> **Using the information**:
[a] Answer these questions using the profile of Dr Alexandra Stewart:
(i) In what year did she qualify?
(ii) At which university did she hold a Fellowship?
(iii) For which two cancers is she now introducing IMRT at St Luke's?
[b] List every type of cancer named in the profile of Dr Alexandra Stewart in the form "... cancer".
[c] Continue the profile of Dr Alexandra Stewart after its last sentence.

> **Source document**:
▶
Dr Alexandra Stewart

Dr Alexandra Stewart is a Consultant Clinical Oncologist with a special interest in gynaecological oncology, lower gastrointestinal cancer and high dose rate brachytherapy. She qualified in 1997 and trained at Charing Cross and the Royal Marsden Hospitals with a Fellowship at Harvard University in Boston. Her clinical interests include the improvement of radiotherapy dose delivery in pelvic cancer, using conformal radiotherapy and/or brachytherapy. She developed IMRT and image-guided brachytherapy for cervical cancer at St Luke’s Cancer Centre and has introduced rectal brachytherapy to the South of England. She is now introducing IMRT for anal cancer and vulvar cancer at St Luke's.
◀
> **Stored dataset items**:
▶
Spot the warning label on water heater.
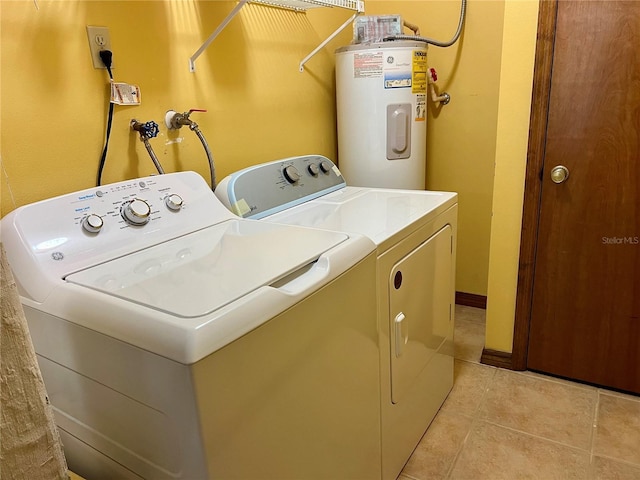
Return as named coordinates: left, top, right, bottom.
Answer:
left=411, top=50, right=427, bottom=93
left=353, top=52, right=383, bottom=78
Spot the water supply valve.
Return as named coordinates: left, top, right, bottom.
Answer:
left=131, top=119, right=160, bottom=140
left=427, top=68, right=451, bottom=105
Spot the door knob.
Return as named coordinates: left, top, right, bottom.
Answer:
left=551, top=165, right=569, bottom=183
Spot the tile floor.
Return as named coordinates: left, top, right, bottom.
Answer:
left=399, top=305, right=640, bottom=480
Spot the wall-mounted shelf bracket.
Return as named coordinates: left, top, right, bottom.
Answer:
left=189, top=0, right=364, bottom=72
left=300, top=12, right=360, bottom=73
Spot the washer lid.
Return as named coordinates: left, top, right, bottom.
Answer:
left=66, top=220, right=349, bottom=318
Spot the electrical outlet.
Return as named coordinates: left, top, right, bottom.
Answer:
left=87, top=25, right=113, bottom=69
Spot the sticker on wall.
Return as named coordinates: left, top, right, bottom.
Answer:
left=411, top=50, right=427, bottom=94
left=111, top=82, right=142, bottom=105
left=353, top=52, right=384, bottom=78
left=414, top=95, right=427, bottom=122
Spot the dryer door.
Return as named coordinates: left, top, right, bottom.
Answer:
left=388, top=225, right=452, bottom=403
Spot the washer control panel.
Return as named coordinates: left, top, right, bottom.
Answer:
left=216, top=155, right=347, bottom=219
left=1, top=172, right=237, bottom=288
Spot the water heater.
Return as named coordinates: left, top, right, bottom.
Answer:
left=336, top=41, right=427, bottom=190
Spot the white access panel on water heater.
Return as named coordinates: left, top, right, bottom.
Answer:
left=336, top=41, right=427, bottom=190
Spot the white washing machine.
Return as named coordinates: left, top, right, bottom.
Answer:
left=1, top=172, right=381, bottom=480
left=216, top=155, right=458, bottom=479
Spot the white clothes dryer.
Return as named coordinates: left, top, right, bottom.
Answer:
left=1, top=172, right=381, bottom=480
left=216, top=155, right=458, bottom=479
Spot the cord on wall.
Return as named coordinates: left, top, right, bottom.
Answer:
left=96, top=50, right=113, bottom=186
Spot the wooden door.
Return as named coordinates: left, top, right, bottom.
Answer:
left=527, top=0, right=640, bottom=393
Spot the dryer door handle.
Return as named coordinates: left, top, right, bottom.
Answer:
left=393, top=312, right=409, bottom=357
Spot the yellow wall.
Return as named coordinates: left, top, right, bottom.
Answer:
left=0, top=0, right=537, bottom=334
left=0, top=0, right=350, bottom=214
left=366, top=0, right=504, bottom=295
left=486, top=0, right=538, bottom=352
left=0, top=0, right=504, bottom=295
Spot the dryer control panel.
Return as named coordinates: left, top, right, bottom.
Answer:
left=216, top=155, right=347, bottom=219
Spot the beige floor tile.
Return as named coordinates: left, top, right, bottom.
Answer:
left=479, top=370, right=598, bottom=450
left=453, top=318, right=485, bottom=363
left=440, top=360, right=497, bottom=416
left=449, top=421, right=589, bottom=480
left=455, top=305, right=487, bottom=325
left=518, top=370, right=598, bottom=391
left=593, top=392, right=640, bottom=465
left=589, top=456, right=640, bottom=480
left=402, top=412, right=472, bottom=480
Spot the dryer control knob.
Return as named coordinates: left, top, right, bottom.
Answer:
left=307, top=163, right=320, bottom=177
left=82, top=213, right=104, bottom=233
left=164, top=193, right=182, bottom=212
left=282, top=165, right=300, bottom=183
left=120, top=198, right=151, bottom=225
left=320, top=160, right=331, bottom=173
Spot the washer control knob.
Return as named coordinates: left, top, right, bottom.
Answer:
left=164, top=193, right=182, bottom=212
left=282, top=165, right=300, bottom=183
left=307, top=163, right=320, bottom=177
left=82, top=213, right=104, bottom=233
left=320, top=160, right=331, bottom=173
left=121, top=198, right=151, bottom=225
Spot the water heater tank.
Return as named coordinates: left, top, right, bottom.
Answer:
left=336, top=41, right=427, bottom=190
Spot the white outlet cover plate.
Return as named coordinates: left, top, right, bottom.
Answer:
left=87, top=25, right=113, bottom=69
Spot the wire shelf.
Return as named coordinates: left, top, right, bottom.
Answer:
left=189, top=0, right=364, bottom=72
left=249, top=0, right=364, bottom=12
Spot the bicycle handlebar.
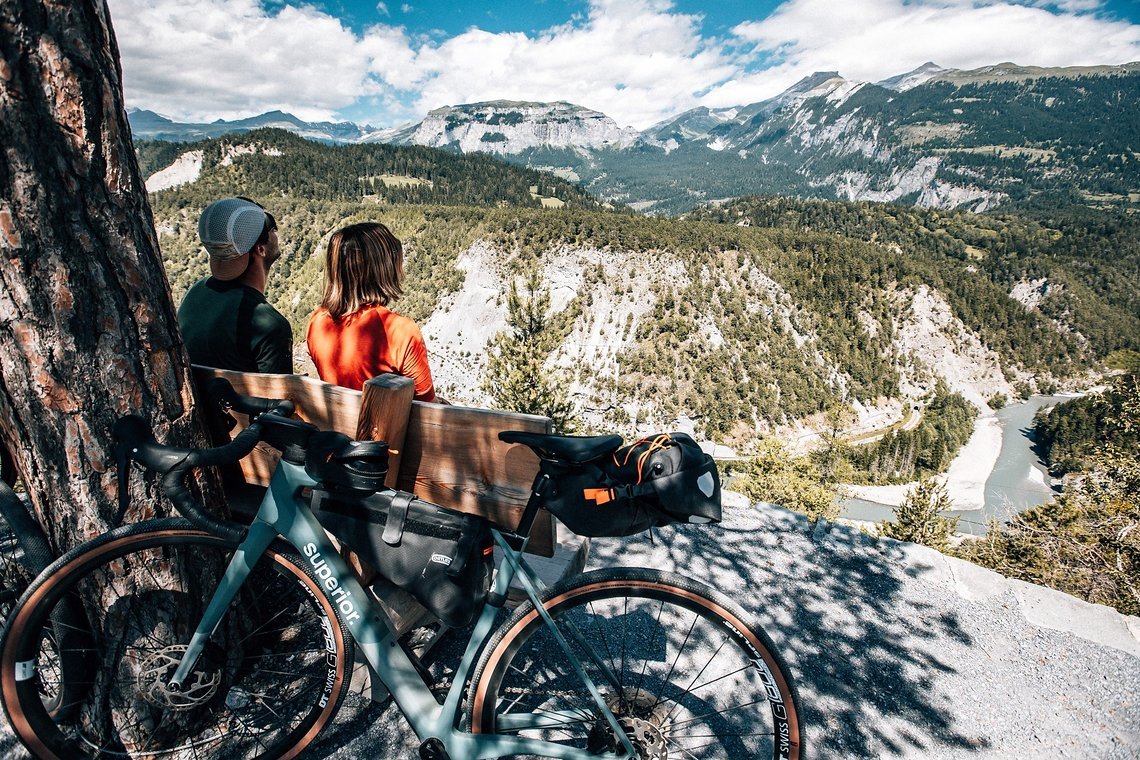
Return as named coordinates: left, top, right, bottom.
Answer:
left=114, top=377, right=294, bottom=542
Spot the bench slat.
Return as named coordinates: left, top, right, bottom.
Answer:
left=397, top=401, right=554, bottom=557
left=194, top=366, right=555, bottom=557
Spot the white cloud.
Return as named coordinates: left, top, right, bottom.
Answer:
left=705, top=0, right=1140, bottom=106
left=401, top=0, right=735, bottom=128
left=109, top=0, right=1140, bottom=128
left=109, top=0, right=377, bottom=120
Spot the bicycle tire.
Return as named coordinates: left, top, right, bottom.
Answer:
left=0, top=518, right=352, bottom=760
left=467, top=567, right=803, bottom=760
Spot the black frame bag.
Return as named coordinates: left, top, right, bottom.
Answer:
left=312, top=489, right=494, bottom=627
left=539, top=433, right=720, bottom=537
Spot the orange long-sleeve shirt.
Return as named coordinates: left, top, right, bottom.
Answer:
left=308, top=305, right=435, bottom=401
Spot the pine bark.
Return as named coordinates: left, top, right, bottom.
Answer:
left=0, top=0, right=200, bottom=550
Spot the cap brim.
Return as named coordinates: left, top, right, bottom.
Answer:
left=210, top=253, right=250, bottom=280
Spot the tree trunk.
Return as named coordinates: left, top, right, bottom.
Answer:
left=0, top=0, right=201, bottom=550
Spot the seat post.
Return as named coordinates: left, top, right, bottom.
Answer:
left=503, top=467, right=551, bottom=551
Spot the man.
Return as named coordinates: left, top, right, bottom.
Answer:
left=178, top=198, right=293, bottom=374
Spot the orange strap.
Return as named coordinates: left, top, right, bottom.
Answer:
left=613, top=433, right=673, bottom=485
left=581, top=488, right=613, bottom=506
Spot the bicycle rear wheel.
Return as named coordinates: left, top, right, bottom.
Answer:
left=0, top=520, right=352, bottom=760
left=469, top=567, right=801, bottom=760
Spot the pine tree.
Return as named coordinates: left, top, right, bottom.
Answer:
left=879, top=477, right=958, bottom=551
left=483, top=272, right=578, bottom=433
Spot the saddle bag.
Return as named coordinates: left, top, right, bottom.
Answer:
left=312, top=489, right=494, bottom=627
left=540, top=433, right=720, bottom=537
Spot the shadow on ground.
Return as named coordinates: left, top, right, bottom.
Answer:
left=589, top=507, right=990, bottom=758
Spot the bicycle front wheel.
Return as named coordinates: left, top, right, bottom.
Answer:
left=469, top=567, right=801, bottom=760
left=0, top=520, right=352, bottom=760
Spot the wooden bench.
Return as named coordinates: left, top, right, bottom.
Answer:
left=194, top=366, right=589, bottom=632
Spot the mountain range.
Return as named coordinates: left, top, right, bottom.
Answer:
left=129, top=63, right=1140, bottom=214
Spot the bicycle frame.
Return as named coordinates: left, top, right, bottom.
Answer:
left=172, top=460, right=637, bottom=760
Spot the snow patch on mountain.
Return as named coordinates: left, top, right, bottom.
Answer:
left=146, top=150, right=204, bottom=193
left=878, top=60, right=951, bottom=92
left=422, top=242, right=510, bottom=406
left=405, top=101, right=641, bottom=155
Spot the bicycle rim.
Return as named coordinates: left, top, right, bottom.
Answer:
left=470, top=569, right=801, bottom=760
left=0, top=521, right=351, bottom=759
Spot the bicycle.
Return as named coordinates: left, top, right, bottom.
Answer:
left=0, top=387, right=803, bottom=760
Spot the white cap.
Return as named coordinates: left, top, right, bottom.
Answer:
left=198, top=198, right=266, bottom=280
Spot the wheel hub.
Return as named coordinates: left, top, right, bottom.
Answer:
left=138, top=645, right=221, bottom=711
left=589, top=689, right=669, bottom=760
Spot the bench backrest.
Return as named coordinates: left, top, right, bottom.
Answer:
left=194, top=366, right=554, bottom=556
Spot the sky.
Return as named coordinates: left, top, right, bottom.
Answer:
left=107, top=0, right=1140, bottom=129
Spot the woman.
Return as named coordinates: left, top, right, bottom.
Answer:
left=308, top=222, right=437, bottom=401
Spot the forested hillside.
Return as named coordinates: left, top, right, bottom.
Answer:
left=154, top=186, right=1138, bottom=446
left=690, top=197, right=1140, bottom=367
left=138, top=129, right=600, bottom=209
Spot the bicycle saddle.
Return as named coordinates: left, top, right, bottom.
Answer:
left=499, top=431, right=622, bottom=465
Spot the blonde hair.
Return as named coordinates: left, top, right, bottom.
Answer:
left=320, top=222, right=404, bottom=319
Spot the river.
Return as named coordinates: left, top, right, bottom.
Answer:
left=842, top=395, right=1073, bottom=536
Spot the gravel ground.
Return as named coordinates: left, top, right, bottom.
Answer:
left=0, top=506, right=1140, bottom=760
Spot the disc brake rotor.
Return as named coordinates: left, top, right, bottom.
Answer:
left=589, top=689, right=669, bottom=760
left=138, top=645, right=221, bottom=710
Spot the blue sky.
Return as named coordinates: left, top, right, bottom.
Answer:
left=108, top=0, right=1140, bottom=129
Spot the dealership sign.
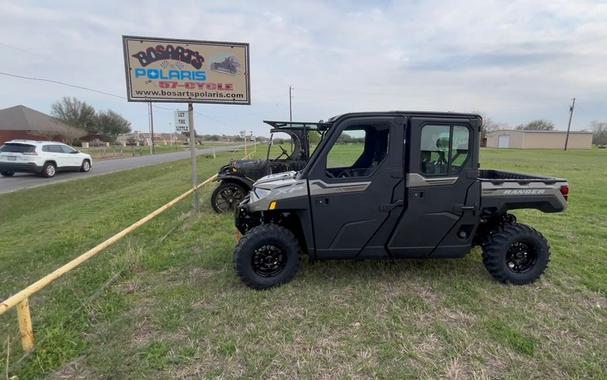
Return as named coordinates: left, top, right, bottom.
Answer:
left=122, top=36, right=251, bottom=104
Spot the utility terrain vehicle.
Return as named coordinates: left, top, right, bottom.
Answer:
left=211, top=120, right=321, bottom=213
left=234, top=112, right=569, bottom=289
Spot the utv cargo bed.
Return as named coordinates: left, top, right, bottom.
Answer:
left=478, top=169, right=565, bottom=184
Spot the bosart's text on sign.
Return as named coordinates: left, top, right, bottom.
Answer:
left=122, top=36, right=251, bottom=104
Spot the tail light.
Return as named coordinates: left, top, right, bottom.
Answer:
left=561, top=185, right=569, bottom=201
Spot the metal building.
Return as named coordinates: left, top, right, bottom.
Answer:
left=487, top=129, right=592, bottom=149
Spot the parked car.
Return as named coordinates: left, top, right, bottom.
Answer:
left=0, top=140, right=93, bottom=177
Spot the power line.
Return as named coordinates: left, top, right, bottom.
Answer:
left=0, top=71, right=240, bottom=126
left=0, top=71, right=126, bottom=99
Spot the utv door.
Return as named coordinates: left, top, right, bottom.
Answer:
left=388, top=118, right=480, bottom=257
left=308, top=117, right=404, bottom=258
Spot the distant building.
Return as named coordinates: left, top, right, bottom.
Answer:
left=487, top=129, right=592, bottom=149
left=116, top=131, right=188, bottom=146
left=0, top=105, right=86, bottom=144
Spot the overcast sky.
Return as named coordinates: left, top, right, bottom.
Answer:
left=0, top=0, right=607, bottom=134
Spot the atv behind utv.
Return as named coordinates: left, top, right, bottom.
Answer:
left=211, top=120, right=323, bottom=213
left=234, top=112, right=569, bottom=289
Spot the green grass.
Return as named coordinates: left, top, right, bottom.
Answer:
left=0, top=148, right=607, bottom=379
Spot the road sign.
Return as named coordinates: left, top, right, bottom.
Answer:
left=122, top=36, right=251, bottom=104
left=175, top=111, right=190, bottom=133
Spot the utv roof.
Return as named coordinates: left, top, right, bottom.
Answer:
left=263, top=120, right=331, bottom=130
left=327, top=111, right=481, bottom=123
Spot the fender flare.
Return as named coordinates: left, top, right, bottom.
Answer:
left=215, top=174, right=255, bottom=190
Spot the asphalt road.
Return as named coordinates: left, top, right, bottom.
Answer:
left=0, top=145, right=241, bottom=193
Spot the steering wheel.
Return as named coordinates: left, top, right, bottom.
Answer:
left=276, top=145, right=291, bottom=160
left=337, top=170, right=350, bottom=178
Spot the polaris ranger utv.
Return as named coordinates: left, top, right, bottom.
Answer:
left=211, top=120, right=322, bottom=213
left=234, top=112, right=569, bottom=289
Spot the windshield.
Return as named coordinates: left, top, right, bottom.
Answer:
left=267, top=132, right=295, bottom=160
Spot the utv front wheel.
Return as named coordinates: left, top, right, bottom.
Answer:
left=483, top=223, right=550, bottom=285
left=211, top=182, right=246, bottom=214
left=234, top=224, right=300, bottom=290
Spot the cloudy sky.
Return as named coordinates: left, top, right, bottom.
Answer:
left=0, top=0, right=607, bottom=134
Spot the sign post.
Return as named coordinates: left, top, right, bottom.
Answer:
left=122, top=36, right=251, bottom=210
left=148, top=102, right=154, bottom=155
left=188, top=103, right=200, bottom=211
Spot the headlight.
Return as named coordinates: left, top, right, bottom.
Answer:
left=253, top=189, right=272, bottom=199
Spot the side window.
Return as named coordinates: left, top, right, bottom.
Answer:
left=325, top=125, right=389, bottom=178
left=450, top=125, right=470, bottom=174
left=420, top=124, right=470, bottom=176
left=268, top=132, right=293, bottom=160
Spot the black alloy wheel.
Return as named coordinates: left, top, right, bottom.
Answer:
left=482, top=223, right=550, bottom=285
left=251, top=244, right=287, bottom=277
left=211, top=182, right=246, bottom=214
left=506, top=241, right=537, bottom=273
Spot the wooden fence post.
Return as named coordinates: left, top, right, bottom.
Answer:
left=17, top=298, right=34, bottom=352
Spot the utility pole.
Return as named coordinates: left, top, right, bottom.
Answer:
left=565, top=98, right=575, bottom=150
left=289, top=85, right=293, bottom=121
left=148, top=102, right=154, bottom=154
left=188, top=103, right=200, bottom=212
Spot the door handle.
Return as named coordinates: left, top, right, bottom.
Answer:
left=379, top=199, right=403, bottom=212
left=315, top=198, right=329, bottom=206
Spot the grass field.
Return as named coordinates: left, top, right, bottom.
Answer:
left=0, top=150, right=607, bottom=379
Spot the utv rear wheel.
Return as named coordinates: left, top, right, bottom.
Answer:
left=211, top=182, right=246, bottom=214
left=483, top=223, right=550, bottom=285
left=234, top=224, right=300, bottom=290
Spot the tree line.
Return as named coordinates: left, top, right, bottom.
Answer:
left=51, top=97, right=131, bottom=142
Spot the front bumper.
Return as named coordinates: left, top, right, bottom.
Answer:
left=0, top=161, right=42, bottom=174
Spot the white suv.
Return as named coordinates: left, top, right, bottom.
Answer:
left=0, top=140, right=93, bottom=177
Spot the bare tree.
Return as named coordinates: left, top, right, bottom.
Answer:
left=95, top=110, right=131, bottom=141
left=51, top=97, right=97, bottom=133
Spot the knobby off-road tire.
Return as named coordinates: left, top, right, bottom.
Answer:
left=234, top=224, right=300, bottom=290
left=483, top=223, right=550, bottom=285
left=211, top=182, right=247, bottom=214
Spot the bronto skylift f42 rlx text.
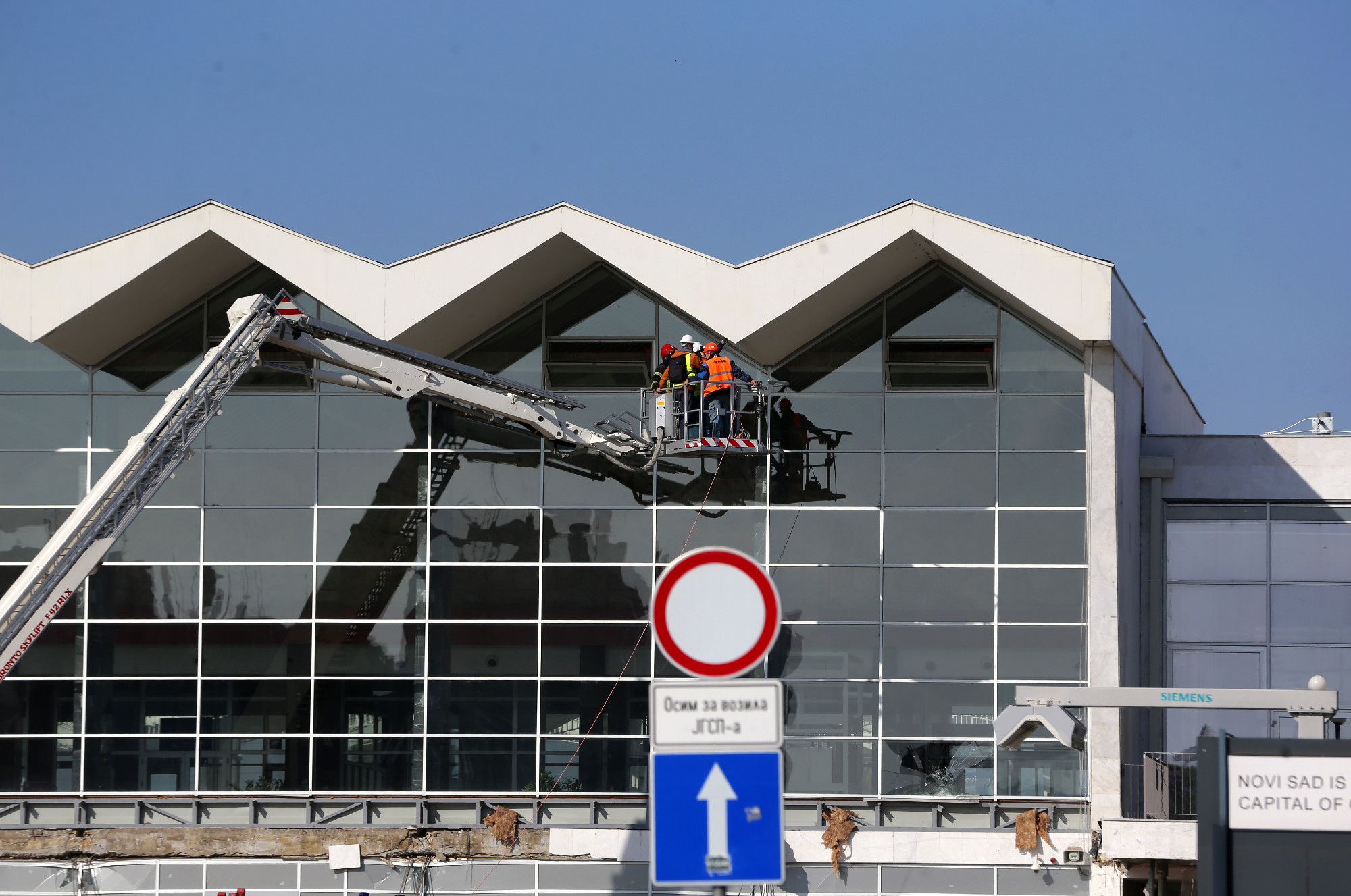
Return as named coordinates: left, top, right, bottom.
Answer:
left=0, top=293, right=769, bottom=679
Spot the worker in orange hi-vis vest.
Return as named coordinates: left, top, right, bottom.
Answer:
left=698, top=343, right=759, bottom=439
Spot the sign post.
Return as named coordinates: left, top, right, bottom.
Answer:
left=648, top=548, right=784, bottom=896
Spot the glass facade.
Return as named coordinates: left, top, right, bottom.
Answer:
left=0, top=260, right=1086, bottom=797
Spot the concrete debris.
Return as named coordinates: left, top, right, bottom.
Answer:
left=821, top=806, right=858, bottom=877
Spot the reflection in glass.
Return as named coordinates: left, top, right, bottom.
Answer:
left=197, top=737, right=309, bottom=791
left=543, top=566, right=651, bottom=619
left=315, top=622, right=423, bottom=675
left=540, top=625, right=651, bottom=677
left=769, top=625, right=877, bottom=679
left=431, top=510, right=539, bottom=562
left=882, top=625, right=994, bottom=679
left=315, top=566, right=427, bottom=619
left=85, top=681, right=197, bottom=734
left=0, top=450, right=86, bottom=504
left=544, top=510, right=653, bottom=562
left=427, top=623, right=539, bottom=676
left=784, top=681, right=877, bottom=737
left=89, top=566, right=197, bottom=619
left=201, top=566, right=311, bottom=619
left=315, top=508, right=427, bottom=562
left=319, top=450, right=427, bottom=504
left=315, top=737, right=422, bottom=793
left=885, top=453, right=994, bottom=507
left=84, top=737, right=196, bottom=793
left=201, top=680, right=309, bottom=734
left=427, top=681, right=538, bottom=734
left=539, top=681, right=647, bottom=734
left=89, top=622, right=197, bottom=676
left=539, top=738, right=647, bottom=793
left=427, top=737, right=535, bottom=793
left=784, top=739, right=877, bottom=795
left=315, top=680, right=423, bottom=734
left=201, top=622, right=309, bottom=676
left=882, top=741, right=994, bottom=796
left=882, top=566, right=1002, bottom=622
left=431, top=565, right=539, bottom=619
left=882, top=681, right=994, bottom=738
◀
> **Per-task outputs**:
[a]
(i) 1997
(ii) Harvard University in Boston
(iii) Anal cancer and vulvar cancer

[b]
- Lower gastrointestinal cancer
- Pelvic cancer
- Cervical cancer
- Anal cancer
- Vulvar cancer

[c]
Mr Mark Halling-Brown

Mark is currently Head of Scientific Computing at Royal Surrey County Hospital. The teams remit covers involvement in a number of areas including Clinical Computing, NCCPM, Radiation Protection, Nuclear Medicine and Radiotherapy. The team are involved in the development of services and techniques for visualization, collection, analysis and investigation of medical imagery, improvement of QA services, development of Remote QC and dose monitoring capabilities and cutting edge techniques for VP SPECT Imaging. Previous to this role, Mark was HSO in the computational biology group at the ICR working on development of a chemogenomic resources for capturing and integrating cancer drug discovery data.